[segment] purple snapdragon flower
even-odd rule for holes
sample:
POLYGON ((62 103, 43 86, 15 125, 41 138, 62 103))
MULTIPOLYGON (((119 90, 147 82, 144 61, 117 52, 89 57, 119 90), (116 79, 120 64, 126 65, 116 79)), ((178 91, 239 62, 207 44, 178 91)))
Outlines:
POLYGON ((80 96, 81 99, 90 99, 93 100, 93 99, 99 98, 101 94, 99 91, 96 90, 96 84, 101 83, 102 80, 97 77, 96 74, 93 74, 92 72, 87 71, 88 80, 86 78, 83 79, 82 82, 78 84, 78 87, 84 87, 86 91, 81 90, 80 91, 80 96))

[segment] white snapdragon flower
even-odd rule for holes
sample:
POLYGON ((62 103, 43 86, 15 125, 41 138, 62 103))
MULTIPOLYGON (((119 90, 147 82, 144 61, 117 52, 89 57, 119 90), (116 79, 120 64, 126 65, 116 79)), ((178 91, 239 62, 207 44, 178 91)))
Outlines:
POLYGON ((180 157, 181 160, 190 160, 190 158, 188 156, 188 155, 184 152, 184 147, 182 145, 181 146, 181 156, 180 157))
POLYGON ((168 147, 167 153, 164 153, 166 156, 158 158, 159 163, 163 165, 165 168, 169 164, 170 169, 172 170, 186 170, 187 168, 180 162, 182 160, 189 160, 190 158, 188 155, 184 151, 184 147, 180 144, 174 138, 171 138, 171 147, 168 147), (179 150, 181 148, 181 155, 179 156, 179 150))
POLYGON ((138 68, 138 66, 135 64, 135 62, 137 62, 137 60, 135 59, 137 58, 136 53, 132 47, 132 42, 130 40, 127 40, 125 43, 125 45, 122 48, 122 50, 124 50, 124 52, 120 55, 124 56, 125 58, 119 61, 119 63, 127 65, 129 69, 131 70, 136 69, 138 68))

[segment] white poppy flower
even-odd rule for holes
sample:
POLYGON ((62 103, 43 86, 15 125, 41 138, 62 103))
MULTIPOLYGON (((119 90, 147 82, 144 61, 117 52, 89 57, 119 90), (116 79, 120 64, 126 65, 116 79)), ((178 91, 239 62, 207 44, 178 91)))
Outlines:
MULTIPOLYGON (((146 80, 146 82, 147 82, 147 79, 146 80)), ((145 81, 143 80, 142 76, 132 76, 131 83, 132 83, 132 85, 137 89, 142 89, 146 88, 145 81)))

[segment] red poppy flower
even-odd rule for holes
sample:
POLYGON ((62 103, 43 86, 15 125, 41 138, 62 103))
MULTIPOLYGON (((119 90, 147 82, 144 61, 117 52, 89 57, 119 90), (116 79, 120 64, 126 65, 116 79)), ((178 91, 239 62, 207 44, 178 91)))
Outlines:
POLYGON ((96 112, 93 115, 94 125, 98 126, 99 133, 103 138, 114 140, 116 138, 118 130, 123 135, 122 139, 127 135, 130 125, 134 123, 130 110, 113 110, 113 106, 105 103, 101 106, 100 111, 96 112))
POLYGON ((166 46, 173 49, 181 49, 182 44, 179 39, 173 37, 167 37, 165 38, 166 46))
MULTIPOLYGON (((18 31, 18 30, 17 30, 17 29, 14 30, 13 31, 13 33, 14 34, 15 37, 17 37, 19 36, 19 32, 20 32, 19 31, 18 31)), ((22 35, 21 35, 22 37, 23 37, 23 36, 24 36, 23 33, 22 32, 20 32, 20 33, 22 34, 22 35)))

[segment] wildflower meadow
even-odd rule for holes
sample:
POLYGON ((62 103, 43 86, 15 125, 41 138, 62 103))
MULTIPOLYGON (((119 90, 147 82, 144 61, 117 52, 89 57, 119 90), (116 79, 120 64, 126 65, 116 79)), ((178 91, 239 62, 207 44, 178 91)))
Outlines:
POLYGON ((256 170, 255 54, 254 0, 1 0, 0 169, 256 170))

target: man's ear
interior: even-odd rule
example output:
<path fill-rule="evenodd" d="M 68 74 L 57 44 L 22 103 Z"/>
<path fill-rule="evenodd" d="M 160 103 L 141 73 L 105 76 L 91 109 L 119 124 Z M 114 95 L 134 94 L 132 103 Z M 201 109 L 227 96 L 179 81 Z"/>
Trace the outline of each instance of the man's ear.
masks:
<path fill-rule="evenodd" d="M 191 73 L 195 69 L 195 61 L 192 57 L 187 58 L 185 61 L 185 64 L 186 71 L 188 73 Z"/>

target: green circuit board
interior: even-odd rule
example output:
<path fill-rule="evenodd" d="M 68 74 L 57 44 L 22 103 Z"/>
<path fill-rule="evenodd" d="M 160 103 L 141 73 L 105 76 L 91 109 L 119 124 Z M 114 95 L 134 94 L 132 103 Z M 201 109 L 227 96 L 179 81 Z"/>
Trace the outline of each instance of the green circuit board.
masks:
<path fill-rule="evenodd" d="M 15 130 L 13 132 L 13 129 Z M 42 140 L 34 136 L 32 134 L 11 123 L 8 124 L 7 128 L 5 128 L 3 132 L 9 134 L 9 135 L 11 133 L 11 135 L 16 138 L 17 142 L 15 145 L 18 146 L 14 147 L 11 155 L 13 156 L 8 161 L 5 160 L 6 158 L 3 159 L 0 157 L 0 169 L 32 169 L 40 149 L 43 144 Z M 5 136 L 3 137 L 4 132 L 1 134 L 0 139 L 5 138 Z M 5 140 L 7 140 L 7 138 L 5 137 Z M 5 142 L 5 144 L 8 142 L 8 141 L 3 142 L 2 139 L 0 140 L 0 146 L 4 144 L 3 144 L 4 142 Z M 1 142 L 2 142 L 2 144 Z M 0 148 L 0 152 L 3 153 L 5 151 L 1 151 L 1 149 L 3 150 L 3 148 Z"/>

•••

* **SET EXERCISE**
Rewrite the records from the line with "[segment] white snapdragon flower" through the line with "POLYGON ((168 147, 167" as a JSON list of strings, one string per line, with blank lines left out.

* **CORRECT ANSWER**
[
  "[segment] white snapdragon flower",
  "even-odd rule for holes",
  "sample:",
  "POLYGON ((62 103, 43 86, 15 125, 41 138, 62 103))",
  "MULTIPOLYGON (((119 90, 147 82, 144 61, 117 52, 89 57, 119 90), (116 79, 120 64, 126 65, 116 79)), ((178 91, 239 62, 207 44, 178 91)))",
  "Outlines:",
  "POLYGON ((180 157, 181 160, 190 160, 190 158, 188 156, 188 155, 184 152, 184 147, 182 145, 181 146, 181 156, 180 157))",
  "POLYGON ((168 147, 167 153, 164 153, 166 156, 158 158, 159 163, 163 165, 165 168, 169 164, 170 169, 172 170, 186 170, 187 168, 180 162, 182 160, 189 160, 190 158, 188 155, 184 151, 184 147, 180 144, 174 138, 171 138, 171 147, 168 147), (179 150, 181 148, 181 155, 179 156, 179 150))"
]